-- BEGIN Data to use --
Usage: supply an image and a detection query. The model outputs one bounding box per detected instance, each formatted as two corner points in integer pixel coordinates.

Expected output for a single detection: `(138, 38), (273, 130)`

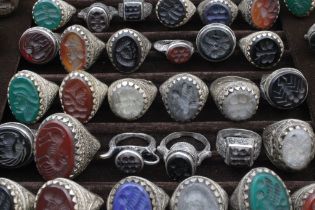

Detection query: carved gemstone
(8, 76), (40, 123)
(36, 184), (75, 210)
(113, 183), (153, 210)
(35, 120), (75, 180)
(60, 32), (87, 72)
(62, 78), (94, 123)
(249, 172), (291, 210)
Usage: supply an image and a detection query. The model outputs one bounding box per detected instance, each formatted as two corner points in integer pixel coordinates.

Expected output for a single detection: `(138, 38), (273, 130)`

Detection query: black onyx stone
(250, 37), (281, 67)
(268, 72), (307, 109)
(157, 0), (186, 27)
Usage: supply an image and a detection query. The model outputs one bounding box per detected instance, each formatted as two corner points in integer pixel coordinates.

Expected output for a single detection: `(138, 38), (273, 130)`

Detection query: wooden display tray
(0, 0), (315, 210)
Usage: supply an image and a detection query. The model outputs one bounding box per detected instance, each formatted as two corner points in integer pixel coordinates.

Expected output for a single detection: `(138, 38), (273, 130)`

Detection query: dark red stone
(35, 120), (75, 180)
(62, 78), (93, 123)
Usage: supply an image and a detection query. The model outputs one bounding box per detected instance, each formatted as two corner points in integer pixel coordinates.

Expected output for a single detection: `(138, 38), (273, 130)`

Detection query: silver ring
(262, 119), (315, 171)
(60, 25), (105, 72)
(216, 128), (262, 167)
(260, 68), (308, 109)
(108, 78), (157, 120)
(34, 113), (101, 180)
(170, 176), (229, 210)
(0, 122), (34, 168)
(78, 2), (118, 33)
(32, 0), (76, 30)
(153, 40), (194, 64)
(157, 132), (211, 181)
(197, 0), (238, 26)
(59, 71), (108, 123)
(35, 178), (104, 210)
(160, 73), (209, 122)
(239, 31), (284, 68)
(0, 178), (35, 210)
(100, 133), (160, 174)
(155, 0), (196, 28)
(107, 176), (169, 210)
(196, 23), (236, 62)
(230, 167), (293, 210)
(118, 0), (152, 21)
(106, 28), (151, 73)
(8, 70), (59, 124)
(210, 76), (260, 121)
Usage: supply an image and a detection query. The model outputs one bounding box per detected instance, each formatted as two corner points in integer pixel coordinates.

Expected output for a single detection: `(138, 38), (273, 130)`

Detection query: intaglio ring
(34, 113), (101, 180)
(160, 73), (209, 122)
(216, 128), (262, 167)
(210, 76), (260, 121)
(100, 133), (160, 174)
(158, 132), (211, 181)
(153, 40), (194, 64)
(0, 178), (35, 210)
(35, 178), (104, 210)
(78, 2), (118, 33)
(107, 176), (169, 210)
(260, 68), (308, 109)
(230, 167), (292, 210)
(262, 119), (315, 171)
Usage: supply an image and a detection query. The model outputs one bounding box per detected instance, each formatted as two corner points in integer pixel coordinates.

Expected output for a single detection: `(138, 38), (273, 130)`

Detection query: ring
(0, 122), (34, 168)
(157, 132), (211, 181)
(153, 40), (194, 64)
(160, 73), (209, 122)
(260, 68), (308, 109)
(0, 178), (35, 210)
(32, 0), (76, 30)
(170, 176), (229, 210)
(262, 119), (315, 171)
(196, 23), (236, 62)
(210, 76), (260, 121)
(197, 0), (238, 26)
(108, 78), (157, 120)
(239, 31), (284, 68)
(8, 70), (59, 124)
(106, 28), (151, 73)
(78, 2), (118, 33)
(35, 178), (104, 210)
(100, 133), (160, 174)
(118, 0), (152, 21)
(107, 176), (169, 210)
(60, 25), (105, 72)
(19, 27), (60, 64)
(216, 128), (262, 167)
(34, 113), (101, 180)
(230, 167), (292, 210)
(59, 71), (108, 123)
(155, 0), (196, 28)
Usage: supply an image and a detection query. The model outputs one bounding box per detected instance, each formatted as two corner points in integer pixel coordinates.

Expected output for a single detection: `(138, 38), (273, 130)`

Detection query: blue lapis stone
(113, 183), (152, 210)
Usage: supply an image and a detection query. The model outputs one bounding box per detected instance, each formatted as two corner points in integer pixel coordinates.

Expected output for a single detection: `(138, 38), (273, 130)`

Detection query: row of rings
(8, 68), (308, 123)
(0, 167), (315, 210)
(0, 116), (315, 180)
(19, 23), (284, 73)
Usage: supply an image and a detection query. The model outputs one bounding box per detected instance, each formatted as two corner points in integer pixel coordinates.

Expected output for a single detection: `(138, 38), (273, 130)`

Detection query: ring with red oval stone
-- END Data to use --
Please rescale the answer coordinates in the stretch from the start of the material above through the line containing "(0, 0), (315, 210)": repeat every line, requests included, multiplying each coordinate by 0.4 and rounding to whole numbers, with halves rounding up. Keep the numbers in the requests and their sample outputs unchanged, and leave out the pictures.

Usage: supply an image and a detection query. The model outputs one bounding box per detected instance, each formatted as two corner points in integer pixel coordinates.

Expected output for a single detection: `(138, 38), (273, 130)`


Detection query: carved gemstone
(3, 30), (16, 49)
(14, 74), (30, 84)
(45, 73), (61, 84)
(14, 48), (30, 72)
(24, 13), (35, 29)
(25, 31), (38, 49)
(100, 69), (116, 84)
Usage: supply an image and a detection query. The model outputs one bounding box per detected instance, each formatted as two corner points in integer pixel coordinates.

Expected output for a single detection: `(138, 38), (273, 130)`

Detection query: black onyx stone
(100, 15), (112, 27)
(107, 29), (123, 44)
(63, 0), (74, 11)
Usage: supply an image and a detection query. The model outputs one bounding box per detected instance, each formatted as two corner points in integer pixel coordinates.

Expected output for a single detection: `(138, 38), (273, 130)`

Detection query: wooden display tray
(0, 0), (126, 84)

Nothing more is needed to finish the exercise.